**INFORMATION PROVIDED**
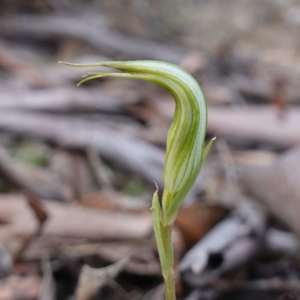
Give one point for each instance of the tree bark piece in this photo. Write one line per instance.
(132, 154)
(277, 186)
(90, 30)
(66, 220)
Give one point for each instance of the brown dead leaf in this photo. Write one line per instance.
(197, 219)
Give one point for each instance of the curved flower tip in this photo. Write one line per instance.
(185, 142)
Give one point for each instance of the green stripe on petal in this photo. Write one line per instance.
(186, 135)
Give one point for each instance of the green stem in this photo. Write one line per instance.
(165, 248)
(167, 271)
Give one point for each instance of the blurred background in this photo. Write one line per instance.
(78, 164)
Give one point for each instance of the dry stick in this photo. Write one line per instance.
(41, 215)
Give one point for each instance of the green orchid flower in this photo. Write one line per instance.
(185, 153)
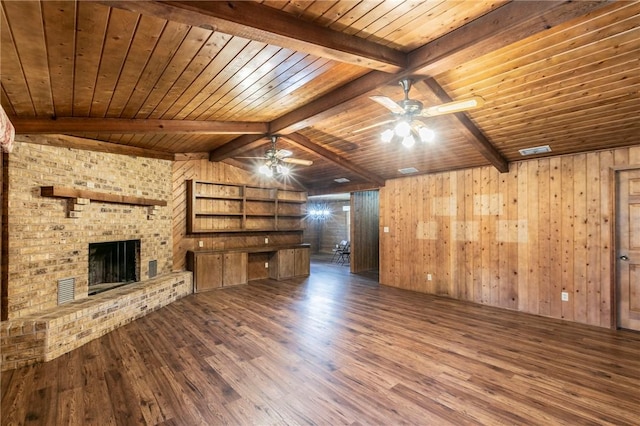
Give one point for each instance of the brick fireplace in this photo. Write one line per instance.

**EXERCISE GOAL**
Put the listing above into a Markdown table with the columns Row and Text, where Row numbers each line and Text holds that line. Skip blank lines and leave out the pictures.

**SOLUTION TO THE PROBLEM**
| Row | Text |
|---|---|
| 1 | Give one point for each instance of the tree bark piece in this photo. Write one line per instance. |
| 2 | (132, 154) |
| 3 | (277, 186) |
| 4 | (90, 30) |
| 5 | (66, 220) |
| 6 | Give one point for each instance of the brown dead leaf in this photo. Write one line per instance. |
| 7 | (197, 219) |
| 8 | Give one point for each instance of the curved flower tip in this photo. Write one line per instance. |
| 9 | (185, 142) |
| 10 | Give one point for each instance of the green stripe on petal in this photo. Write one line per instance. |
| 11 | (186, 135) |
| 12 | Give one point for each instance of the green stem in this photo. Write one line per instance. |
| 13 | (165, 248) |
| 14 | (167, 271) |
| 15 | Give one point for each instance of the blurred background in this photo. Write one line per instance. |
| 16 | (78, 164) |
| 17 | Give one point for each instance of the dry stick in this photo. Write one line per instance. |
| 18 | (41, 215) |
| 19 | Give one point for each instance of the green orchid flower in this photo. Write one line per instance. |
| 20 | (185, 153) |
| 21 | Give one point for each instance of the brick fireplace in this photo. Write one line per instance. |